§ **AVAILABLE DATA**
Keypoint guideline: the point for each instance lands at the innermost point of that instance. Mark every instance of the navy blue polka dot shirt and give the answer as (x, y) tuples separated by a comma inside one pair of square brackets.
--
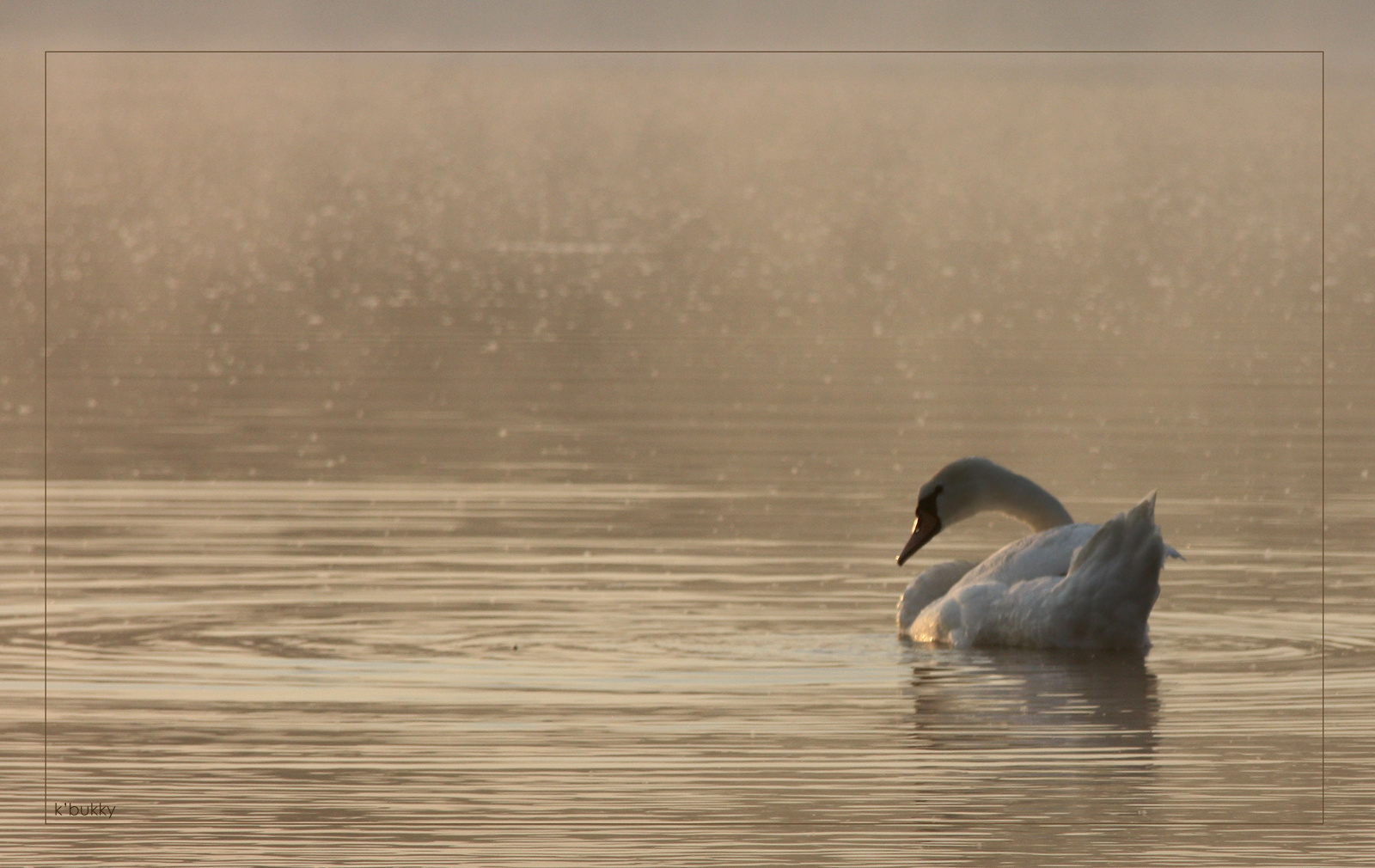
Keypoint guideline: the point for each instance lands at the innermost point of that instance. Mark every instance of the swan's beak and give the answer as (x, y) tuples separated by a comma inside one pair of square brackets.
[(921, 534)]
--
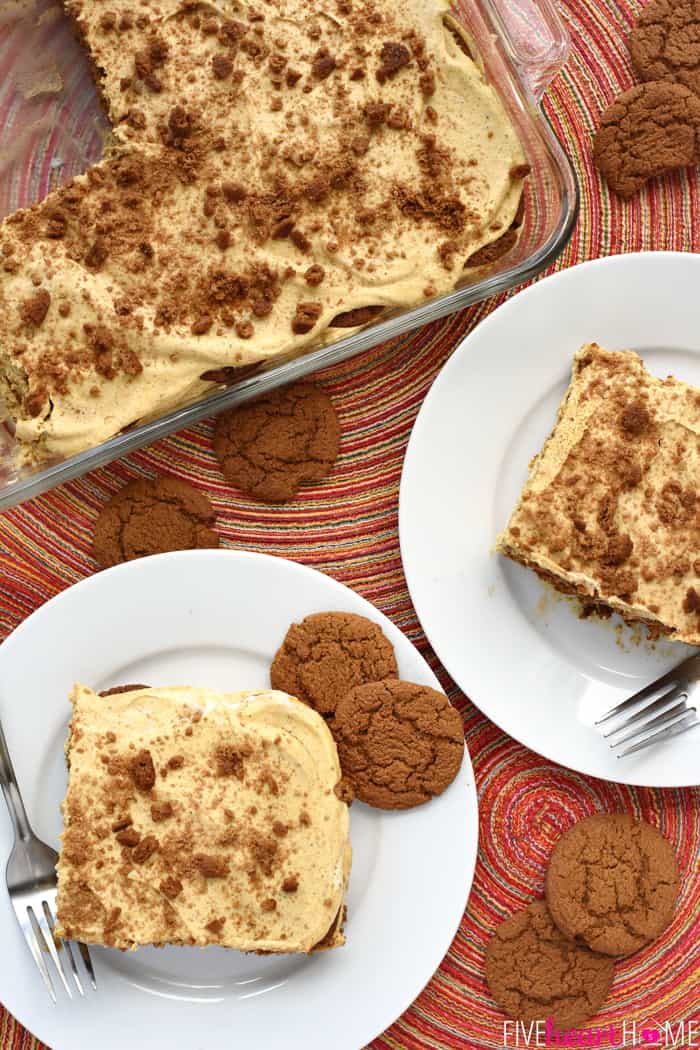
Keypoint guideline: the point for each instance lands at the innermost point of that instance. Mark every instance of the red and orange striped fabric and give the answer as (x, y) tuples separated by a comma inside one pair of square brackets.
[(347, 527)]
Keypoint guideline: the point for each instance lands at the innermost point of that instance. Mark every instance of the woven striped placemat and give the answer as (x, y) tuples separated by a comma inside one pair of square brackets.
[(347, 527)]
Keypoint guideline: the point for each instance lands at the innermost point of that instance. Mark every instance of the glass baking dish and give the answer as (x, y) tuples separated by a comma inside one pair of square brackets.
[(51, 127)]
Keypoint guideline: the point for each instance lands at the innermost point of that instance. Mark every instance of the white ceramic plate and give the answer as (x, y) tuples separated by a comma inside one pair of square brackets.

§ **TASK DETAILS**
Transcribe each line of the data above, unaltered, from the one where "of the glass" appears to the one where "of the white" appears, inclusive of both.

§ **SOLUTION TO THIS TASK**
Keypoint guideline: the point for each instance lands at the innermost point of that instance. Mark every instance of the glass baking dish and give the answer as (x, y) tuples separated by a comma inside one pair of square brackets.
[(51, 127)]
Keypoint guideline: the point for each instance lands at the innermost point of that instance. Mark every instance of the white ceramic plate and give the answer as (x, y) tuples separated by a comma inside one pair of square brackets.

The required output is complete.